§ Article
FREEZE FRAMES

THE COLOURS OF HOPE -- Amnesty International sponsored this brief, touching documentary about an Argentine couple who survived imprisonment, torture, and the temporary loss of their baby during the military regime's ``dirty war'' against alleged terrorism during the 1970s. DESERT HEARTS -- An inhibited woman goes to Reno for a divorce and falls in love, to her own surprise, with another woman. The movie seems sincere in wanting to explore rather than exploit its subject, but any potential insights are cut off by too-obvious characterizations and plot twists. Directed by Donna Deitch. (Rated R)

HARLEM SHUFFLE -- Whatever happened to Ralph Bakshi, the self-styled bad boy of the cartoon world? He's gone to videoland, where he wrote and directed this ``music zap'' for theaters, starring the Rolling Stones and treading a treacherously thin line between racial awareness and racial stereotyping. (Not rated)

THE HITCHER -- A teen-age boy locks horns with a mad killer on the open road. Robert Harmon directed this nasty thriller, which veers between the suspenseful, the pretentious, and the bloodthirsty. (Rated R)

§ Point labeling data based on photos
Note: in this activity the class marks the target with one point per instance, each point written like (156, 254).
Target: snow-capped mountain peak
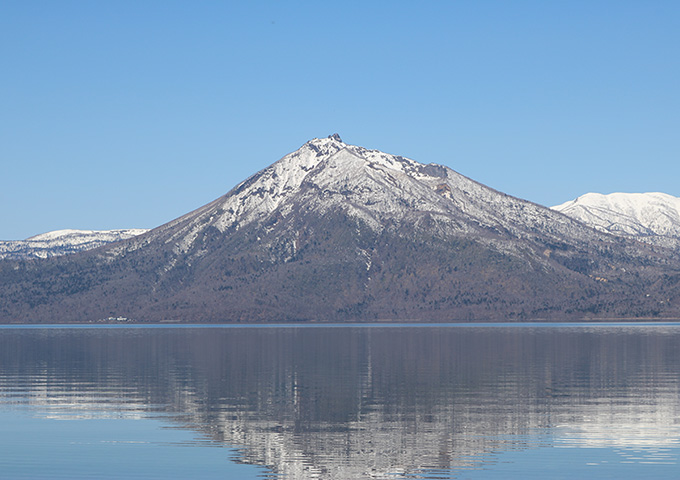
(645, 215)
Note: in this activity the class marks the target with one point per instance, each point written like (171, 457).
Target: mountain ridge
(651, 217)
(63, 242)
(337, 232)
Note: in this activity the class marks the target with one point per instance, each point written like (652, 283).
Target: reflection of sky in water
(348, 403)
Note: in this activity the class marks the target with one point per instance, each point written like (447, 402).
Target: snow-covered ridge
(62, 242)
(652, 217)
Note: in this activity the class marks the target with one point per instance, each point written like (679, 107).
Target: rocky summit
(339, 233)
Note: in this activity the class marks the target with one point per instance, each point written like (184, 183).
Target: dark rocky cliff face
(335, 232)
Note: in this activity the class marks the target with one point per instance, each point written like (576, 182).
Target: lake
(341, 402)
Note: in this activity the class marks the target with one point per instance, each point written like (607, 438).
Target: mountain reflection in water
(376, 402)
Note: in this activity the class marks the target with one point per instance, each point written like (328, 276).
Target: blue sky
(131, 113)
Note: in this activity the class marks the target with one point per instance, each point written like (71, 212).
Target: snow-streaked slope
(62, 242)
(380, 189)
(652, 217)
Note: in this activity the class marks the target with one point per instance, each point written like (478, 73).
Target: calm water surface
(341, 402)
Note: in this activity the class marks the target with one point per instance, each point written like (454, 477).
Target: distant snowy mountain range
(62, 242)
(651, 217)
(336, 232)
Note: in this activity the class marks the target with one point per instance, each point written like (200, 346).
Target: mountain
(651, 217)
(63, 242)
(337, 232)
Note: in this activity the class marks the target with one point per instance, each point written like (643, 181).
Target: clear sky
(118, 114)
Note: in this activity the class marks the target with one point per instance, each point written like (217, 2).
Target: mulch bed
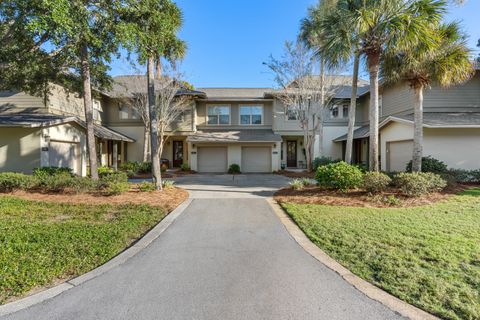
(360, 198)
(168, 199)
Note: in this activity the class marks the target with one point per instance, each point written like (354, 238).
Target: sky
(228, 40)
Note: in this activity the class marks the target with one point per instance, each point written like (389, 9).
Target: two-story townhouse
(451, 125)
(49, 130)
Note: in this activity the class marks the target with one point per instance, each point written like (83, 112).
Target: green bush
(430, 164)
(57, 183)
(114, 184)
(419, 183)
(103, 171)
(146, 186)
(296, 184)
(10, 181)
(376, 182)
(50, 171)
(234, 169)
(341, 176)
(168, 184)
(322, 161)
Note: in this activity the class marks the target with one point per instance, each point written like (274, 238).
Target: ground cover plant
(428, 256)
(44, 242)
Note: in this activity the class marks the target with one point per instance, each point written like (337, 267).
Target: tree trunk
(418, 130)
(158, 74)
(87, 102)
(156, 172)
(352, 110)
(373, 68)
(146, 143)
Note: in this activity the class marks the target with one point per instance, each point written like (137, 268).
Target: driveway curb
(121, 258)
(371, 291)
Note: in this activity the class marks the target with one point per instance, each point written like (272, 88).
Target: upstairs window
(251, 115)
(218, 115)
(291, 113)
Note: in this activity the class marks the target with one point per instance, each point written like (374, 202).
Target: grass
(42, 242)
(428, 256)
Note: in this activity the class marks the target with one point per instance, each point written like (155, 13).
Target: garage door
(256, 159)
(399, 154)
(64, 154)
(212, 159)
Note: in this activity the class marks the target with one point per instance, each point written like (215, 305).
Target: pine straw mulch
(360, 198)
(167, 199)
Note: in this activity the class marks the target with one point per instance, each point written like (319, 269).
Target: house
(245, 126)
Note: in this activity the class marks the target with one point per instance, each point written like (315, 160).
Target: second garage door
(399, 155)
(212, 159)
(256, 159)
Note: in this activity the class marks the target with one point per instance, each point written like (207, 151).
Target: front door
(292, 154)
(177, 153)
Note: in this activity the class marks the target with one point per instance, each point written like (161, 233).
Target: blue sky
(229, 40)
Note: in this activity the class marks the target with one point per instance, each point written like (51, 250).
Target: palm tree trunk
(418, 130)
(87, 102)
(156, 173)
(146, 143)
(352, 110)
(373, 68)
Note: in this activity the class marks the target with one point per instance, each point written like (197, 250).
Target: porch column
(115, 155)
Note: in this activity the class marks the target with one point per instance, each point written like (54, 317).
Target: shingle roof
(253, 135)
(39, 120)
(235, 93)
(122, 86)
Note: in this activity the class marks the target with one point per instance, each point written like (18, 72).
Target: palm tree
(447, 63)
(381, 25)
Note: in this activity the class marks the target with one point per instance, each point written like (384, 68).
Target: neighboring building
(244, 126)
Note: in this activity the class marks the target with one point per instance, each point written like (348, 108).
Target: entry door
(177, 153)
(292, 154)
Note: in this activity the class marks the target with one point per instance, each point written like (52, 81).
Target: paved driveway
(226, 257)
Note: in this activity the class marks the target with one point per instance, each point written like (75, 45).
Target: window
(291, 113)
(218, 115)
(251, 114)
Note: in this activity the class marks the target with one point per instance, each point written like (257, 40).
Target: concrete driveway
(226, 257)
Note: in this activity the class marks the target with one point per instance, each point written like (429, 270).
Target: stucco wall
(19, 149)
(458, 148)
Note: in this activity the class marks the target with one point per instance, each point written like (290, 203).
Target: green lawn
(43, 242)
(428, 256)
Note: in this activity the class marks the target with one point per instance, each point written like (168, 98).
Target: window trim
(251, 124)
(229, 106)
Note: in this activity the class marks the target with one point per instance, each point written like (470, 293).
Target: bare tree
(172, 101)
(308, 96)
(134, 94)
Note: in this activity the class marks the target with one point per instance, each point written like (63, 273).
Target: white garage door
(256, 159)
(399, 155)
(64, 154)
(212, 159)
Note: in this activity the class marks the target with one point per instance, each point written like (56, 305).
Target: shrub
(185, 167)
(114, 184)
(50, 171)
(430, 164)
(56, 183)
(419, 183)
(146, 186)
(234, 169)
(341, 176)
(10, 181)
(168, 184)
(296, 184)
(103, 171)
(322, 161)
(376, 182)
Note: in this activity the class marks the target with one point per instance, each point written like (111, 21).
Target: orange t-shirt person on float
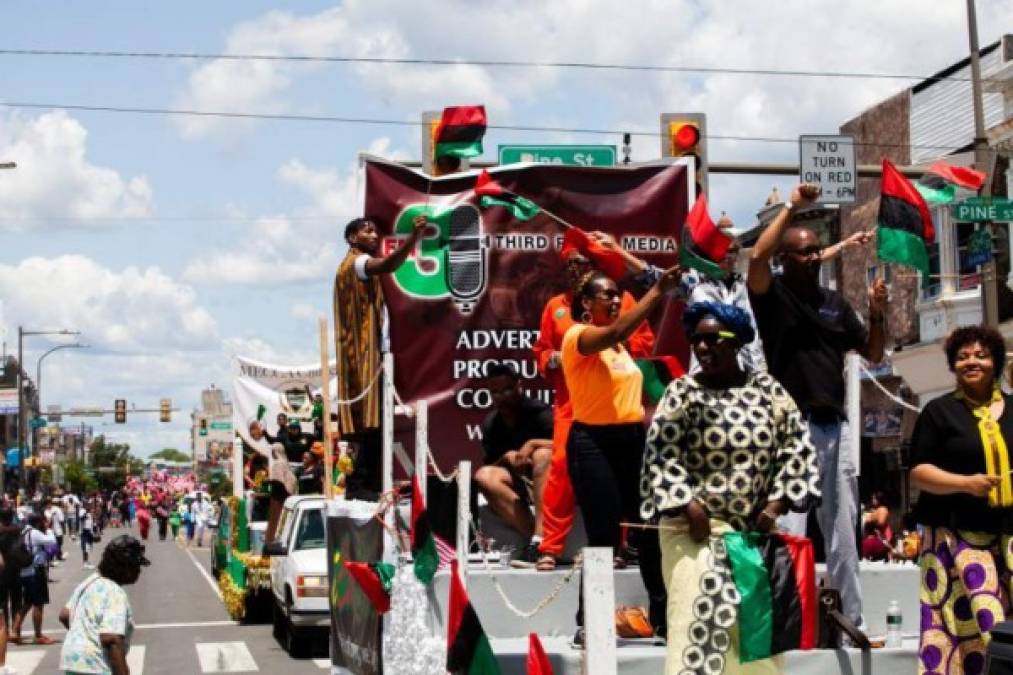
(558, 502)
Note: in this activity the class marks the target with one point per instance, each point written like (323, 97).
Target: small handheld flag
(460, 132)
(703, 243)
(905, 222)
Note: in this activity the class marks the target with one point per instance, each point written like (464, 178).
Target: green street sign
(575, 155)
(980, 210)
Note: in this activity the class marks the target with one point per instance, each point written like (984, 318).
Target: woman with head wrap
(725, 451)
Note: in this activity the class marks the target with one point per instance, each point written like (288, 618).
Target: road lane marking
(24, 662)
(207, 576)
(135, 659)
(225, 658)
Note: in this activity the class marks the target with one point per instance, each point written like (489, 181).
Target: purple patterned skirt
(965, 590)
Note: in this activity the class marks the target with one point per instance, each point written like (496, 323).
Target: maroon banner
(473, 290)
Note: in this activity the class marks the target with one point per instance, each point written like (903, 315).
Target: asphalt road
(181, 624)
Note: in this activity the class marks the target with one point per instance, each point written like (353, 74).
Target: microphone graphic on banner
(466, 257)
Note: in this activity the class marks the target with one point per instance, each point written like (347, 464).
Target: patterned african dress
(966, 551)
(732, 450)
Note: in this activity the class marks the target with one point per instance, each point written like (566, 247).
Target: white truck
(299, 573)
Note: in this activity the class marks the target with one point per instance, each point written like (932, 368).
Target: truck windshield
(311, 534)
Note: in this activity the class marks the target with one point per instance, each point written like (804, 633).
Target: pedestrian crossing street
(232, 657)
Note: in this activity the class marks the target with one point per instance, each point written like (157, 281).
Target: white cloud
(134, 310)
(55, 179)
(300, 246)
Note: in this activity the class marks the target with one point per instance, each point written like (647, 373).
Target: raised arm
(759, 277)
(598, 338)
(385, 266)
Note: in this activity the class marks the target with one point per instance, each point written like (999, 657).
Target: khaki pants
(703, 604)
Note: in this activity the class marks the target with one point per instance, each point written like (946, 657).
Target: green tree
(172, 455)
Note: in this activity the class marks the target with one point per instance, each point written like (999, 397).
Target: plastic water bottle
(894, 622)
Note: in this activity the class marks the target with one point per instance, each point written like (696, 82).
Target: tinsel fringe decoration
(410, 645)
(233, 596)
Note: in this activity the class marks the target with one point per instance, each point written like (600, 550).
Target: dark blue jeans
(604, 463)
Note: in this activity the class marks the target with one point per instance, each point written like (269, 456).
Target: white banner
(279, 388)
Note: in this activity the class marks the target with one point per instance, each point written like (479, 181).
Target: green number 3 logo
(422, 275)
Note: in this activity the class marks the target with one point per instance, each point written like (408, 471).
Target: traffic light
(685, 135)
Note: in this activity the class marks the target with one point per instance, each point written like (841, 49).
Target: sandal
(546, 563)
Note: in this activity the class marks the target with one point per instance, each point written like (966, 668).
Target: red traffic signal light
(684, 137)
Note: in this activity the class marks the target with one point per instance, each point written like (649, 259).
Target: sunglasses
(711, 339)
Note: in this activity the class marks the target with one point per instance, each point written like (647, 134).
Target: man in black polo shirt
(517, 449)
(806, 330)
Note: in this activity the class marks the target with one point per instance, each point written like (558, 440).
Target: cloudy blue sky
(174, 242)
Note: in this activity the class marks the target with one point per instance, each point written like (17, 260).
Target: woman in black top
(960, 462)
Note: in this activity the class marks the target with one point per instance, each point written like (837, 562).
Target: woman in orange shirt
(606, 442)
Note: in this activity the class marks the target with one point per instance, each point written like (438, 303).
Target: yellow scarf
(997, 458)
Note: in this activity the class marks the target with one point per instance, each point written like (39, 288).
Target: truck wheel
(279, 621)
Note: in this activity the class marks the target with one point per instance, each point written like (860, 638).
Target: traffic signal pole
(983, 162)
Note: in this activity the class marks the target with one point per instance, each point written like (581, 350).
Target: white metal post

§ Goal
Continue the "Freeze Frames" film capsule reviews from where they stop.

§ Result below
JUST BETWEEN FRIENDS -- Two women meet in an exercise class and become good friends, only to discover that Holly's husband and Sandy's lover are one and the same man. Why stay home and watch afternoon TV when you can pay good money to see the same stuff at your neighborhood cinema? Earnestly written and directed by Allan Burns. (Rated PG-13)

THE MONEY PIT -- ``Steven Spielberg presents'' this strenuous, not-so-funny farce about a couple who buy a lemon disguised as a house. Directed by Richard Benjamin with more energy than wit. (Rated PG)

THE QUIET EARTH -- A research scientist wakes up one morning to find virtually every living thing vanished from New Zealand and everywhere else; and it's partly his fault, since he was working on the top-secret ``Project Flashlight'' that caused the disaster. The story makes valid points about scientific and military hubris. But it's hard to take the picture's high-mindedness very seriously when the next-to-last people on earth turn out to be a young woman with Hollywood-style sex appeal and a macho aborigine to complete the triangle. Directed by Geoff Murphy. (Rated R)

QUILOMBO -- The saga of a colony founded in Brazil by 17th-century slaves rebelling against their European captors. Directed by leading Brazilian filmmaker Carlos Diegues in a style recalling the historical-hysterical epics of his compatriot, Glauber Rocha, especially the amazing ``Antonio das Mortes,'' which also mingled myth, music, and spectacle with stylized storytelling and agitprop violence. Unruly, episodic, fiercely committed. (Not rated)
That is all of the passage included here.